_Directions_.
Each record must be retyped in full. No character may differ.

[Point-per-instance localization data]
§
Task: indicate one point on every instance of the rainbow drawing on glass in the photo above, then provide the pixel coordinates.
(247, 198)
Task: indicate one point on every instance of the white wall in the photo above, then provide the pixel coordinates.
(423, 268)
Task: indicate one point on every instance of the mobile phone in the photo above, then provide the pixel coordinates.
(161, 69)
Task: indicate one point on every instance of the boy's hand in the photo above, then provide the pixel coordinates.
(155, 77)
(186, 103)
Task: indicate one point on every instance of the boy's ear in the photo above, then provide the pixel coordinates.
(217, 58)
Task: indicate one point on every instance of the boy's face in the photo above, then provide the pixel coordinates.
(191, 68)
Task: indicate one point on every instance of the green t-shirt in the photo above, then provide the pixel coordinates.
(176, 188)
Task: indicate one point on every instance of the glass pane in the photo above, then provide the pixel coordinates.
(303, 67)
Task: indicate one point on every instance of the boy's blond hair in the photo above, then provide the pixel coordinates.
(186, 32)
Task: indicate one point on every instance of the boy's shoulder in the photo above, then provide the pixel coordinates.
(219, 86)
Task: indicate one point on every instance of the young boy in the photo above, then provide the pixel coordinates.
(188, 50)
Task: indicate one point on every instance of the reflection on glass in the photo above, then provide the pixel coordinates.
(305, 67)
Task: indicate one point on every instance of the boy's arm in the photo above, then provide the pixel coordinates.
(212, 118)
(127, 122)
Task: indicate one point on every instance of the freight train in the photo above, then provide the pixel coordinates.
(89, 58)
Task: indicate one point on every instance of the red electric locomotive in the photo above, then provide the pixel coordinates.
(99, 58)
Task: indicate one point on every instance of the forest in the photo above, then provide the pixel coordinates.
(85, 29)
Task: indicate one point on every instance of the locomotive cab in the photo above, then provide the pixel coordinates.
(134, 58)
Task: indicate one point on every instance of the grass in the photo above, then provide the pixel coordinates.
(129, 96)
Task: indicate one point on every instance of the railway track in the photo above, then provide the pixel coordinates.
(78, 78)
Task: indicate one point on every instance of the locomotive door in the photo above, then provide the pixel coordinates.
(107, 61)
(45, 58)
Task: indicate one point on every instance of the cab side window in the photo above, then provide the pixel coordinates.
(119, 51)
§
_Answer_.
Task: indicate one point on every instance of the rainbow drawing on glass in the photo above, then provide the pixel coordinates.
(247, 198)
Task: indicate one point on every instance of the white wall in the photo above, then provide the pixel coordinates.
(423, 268)
Task: indicate one point on every instance of the mobile phone in the photo above, then provide the pixel coordinates.
(161, 69)
Task: indicate one point on every instance of the boy's hand in the photo above, then provide the pixel coordinates.
(155, 77)
(186, 103)
Task: indicate one point on every instance of the boy's ear in the photo above, then provide the pixel coordinates.
(217, 58)
Task: indicate one point on every instance of the boy's face in the photo above, then provide the pixel coordinates.
(191, 68)
Task: indicate one point on every instance of the green t-shirt in the photo above, then provide the pixel coordinates.
(176, 188)
Task: indicate one point on every instance of the glass pane in the photo above, then provide the pixel coordinates.
(303, 67)
Task: indicate one point on every instance of the boy's blond hair in the photo above, then provide the pixel coordinates.
(186, 32)
Task: indicate one point on every instance of the boy's shoulder in the photo above, then provide the pixel coordinates.
(219, 86)
Task: indicate one point on every instance of the young boy in the photo above, then provide the pixel coordinates.
(188, 50)
Task: indicate one point on every instance of the reflection on glass in the photo above, then provide the pixel coordinates.
(305, 67)
Task: indicate one point on every instance of the boy's arm in the photo above, then provide the pixel coordinates.
(212, 118)
(127, 122)
Task: indicate one point on every instance of the freight train in the photo above, then provide the pixel coordinates.
(89, 58)
Task: indicate one point on every instance of the red electric locomotive in the photo above, then provide the pixel coordinates.
(99, 58)
Task: indicate one point on every instance of the forest in the photo above, then provide the pixel coordinates.
(85, 29)
Task: indicate one point on every instance of the locomotive cab in the photo above, then provide the pixel coordinates.
(134, 58)
Task: indicate one point on every instance of the grass in the photo above, then provide the pixel coordinates.
(129, 96)
Task: indicate one point on every instance of the railway track in the photo above, then provide the pixel coordinates.
(78, 78)
Task: indicate one point on every instance of the locomotive door in the photo above, then provide the pixel coordinates.
(107, 61)
(45, 58)
Task: indicate one point on every instance of the cab side window in the photo above, then provide the pixel coordinates.
(119, 51)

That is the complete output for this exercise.